* START PASSAGE PROVIDED *
‘Little Green Men’ From Russia Are Coming—and Lithuania Isn’t Prepared

A government-sponsored, 75-page 'Guide to Active Resistance' apparently fails to prevent invasion by powerful neighbor to the East

Some in Lithuania think human-sized ‘little green men’ may arrive at any moment. VICE/YouTube

Lithuanians are preparing to resist Russian invasion—signs of which they see coming from everywhere. Last summer, when the Central Bank of Russia issued five collectable coins commemorating the liberation of European capitals by the Red Army—one of them being Vilnius, the Lithuanian capital—the country’s Ministry for Foreign Affairs reacted immediately. “Russia is not ready for the historical truth on the Soviet occupation,” Rolandas Kacinsakas, the Ministry’s political director said. The coin that drew the ire of Lithuania had an image of the monument to the “Soldiers-liberators” that, from 1952 to 2015, was located on the Green Bridge of Vilnius. Lithuanian officials insist Lithuania was occupied—not liberated—by the Red Army.

The monument was removed in July 2015 over “health and safety” concerns.

The coin incited a small diplomatic scandal between Russia and Lithuania.

The world-famous Alexandrov Ensemble is banned from performing in Lithuania. On paper at least, the collective is part of the Russian Defense Force, and its members are part of the military.

Last Christmas, the mayor of the Lithuanian town Simonyse demanded that the star on the top of the central town square’s Christmas tree be removed. The star reminded him of Communist ideology and the USSR flag it decorated. 

As the mayor was about to personally climb the Christmas tree to take it off, he was confronted by an angry mob who forcibly stopped him, blocking off the area with their cars, Postimees reported. 

The local handyman who designed the star was born in independent Lithuania. He said he didn’t intend to provoke anyone; the star was blue on one side and pink on the other.

“I am not changing my mind,” the mayor said while retreating, “This is [a] red five-corner star, like the one on the top of the Kremlin. I think it’s a bad choice. I stand my ground. In Lithuania, especially under such geopolitical circumstances, this must not happen.”

That same Christmas season, vigilant residents of the town Panevezys were unhappy with the colors that decorated the center of their town. The combination of white, blue and red reminded them of the Russian flag.

“Oh my God!” was all Vytautas Bakas, head of the Defense and Security Committee of Lithuanian Parliament, could exhale upon hearing the news, Delfi reported. The Vilnius bookstore “Knygų Pasaulis” (“World of Books”), located by the railroad station, was selling sets with toy soldiers, military helicopters, tanks and trucks. The price range was acceptable—between nine and 11 euros. What was not acceptable for Bakas was that the soldiers, tanks and trucks were Soviet ones. Some contained figures of Russia’s recent invention—scary “polite” or “little green men”—who became notorious in Crimea in 2015.
* END PASSAGE PROVIDED *
* START SUPPLIED ENTRIES *
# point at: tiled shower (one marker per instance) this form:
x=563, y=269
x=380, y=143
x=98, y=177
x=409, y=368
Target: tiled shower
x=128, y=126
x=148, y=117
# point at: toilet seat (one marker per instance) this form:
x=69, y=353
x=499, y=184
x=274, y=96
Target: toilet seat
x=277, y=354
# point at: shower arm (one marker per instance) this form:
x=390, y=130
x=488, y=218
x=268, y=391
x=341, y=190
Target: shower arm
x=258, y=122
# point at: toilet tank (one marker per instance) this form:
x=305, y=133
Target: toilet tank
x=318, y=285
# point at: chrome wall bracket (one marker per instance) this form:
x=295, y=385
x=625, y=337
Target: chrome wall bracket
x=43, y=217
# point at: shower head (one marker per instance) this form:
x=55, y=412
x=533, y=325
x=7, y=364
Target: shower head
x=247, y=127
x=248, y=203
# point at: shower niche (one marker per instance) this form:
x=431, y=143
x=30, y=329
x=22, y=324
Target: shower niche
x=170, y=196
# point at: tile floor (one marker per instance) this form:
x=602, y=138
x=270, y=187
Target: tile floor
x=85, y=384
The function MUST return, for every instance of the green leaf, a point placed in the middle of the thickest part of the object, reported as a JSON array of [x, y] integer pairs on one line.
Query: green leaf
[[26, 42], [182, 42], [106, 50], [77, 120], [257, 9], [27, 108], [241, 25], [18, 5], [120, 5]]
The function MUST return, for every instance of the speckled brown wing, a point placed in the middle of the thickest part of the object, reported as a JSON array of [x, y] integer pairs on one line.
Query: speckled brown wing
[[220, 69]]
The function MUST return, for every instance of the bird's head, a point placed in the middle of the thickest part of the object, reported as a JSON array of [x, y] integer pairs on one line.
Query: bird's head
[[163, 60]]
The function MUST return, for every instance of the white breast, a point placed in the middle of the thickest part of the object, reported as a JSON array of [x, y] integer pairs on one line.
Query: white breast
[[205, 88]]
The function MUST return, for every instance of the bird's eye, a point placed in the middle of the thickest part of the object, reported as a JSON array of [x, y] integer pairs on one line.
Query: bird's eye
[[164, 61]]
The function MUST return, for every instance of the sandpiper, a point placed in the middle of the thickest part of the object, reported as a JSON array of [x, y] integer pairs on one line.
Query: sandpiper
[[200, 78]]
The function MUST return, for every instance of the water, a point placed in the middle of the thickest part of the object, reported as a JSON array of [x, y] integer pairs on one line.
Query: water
* END SUPPLIED ENTRIES *
### TO DO
1: According to the article on Lithuania, when was the "Soldiers-liberators" monument removed from the Green Bridge of Vilnius, and over what stated concerns?
2: Rewrite the paragraph of the article on Lithuania that begins "Lithuanians are preparing to resist Russian invasion" as a short bulleted list that keeps its main facts.

### ANSWERS TO THE EXERCISES
1: It was removed in July 2015 over "health and safety" concerns.

2:
- Lithuanians are preparing to resist a Russian invasion, signs of which they see everywhere.
- Last summer, the Central Bank of Russia issued five collectable coins commemorating the Red Army's liberation of European capitals, one of them Vilnius.
- Lithuania's Ministry for Foreign Affairs reacted immediately. Its political director, Rolandas Kacinsakas, said Russia "is not ready for the historical truth on the Soviet occupation."
- The offending coin showed the monument to the "Soldiers-liberators," which stood on the Green Bridge of Vilnius from 1952 to 2015.
- Lithuanian officials insist the Red Army occupied Lithuania rather than liberating it.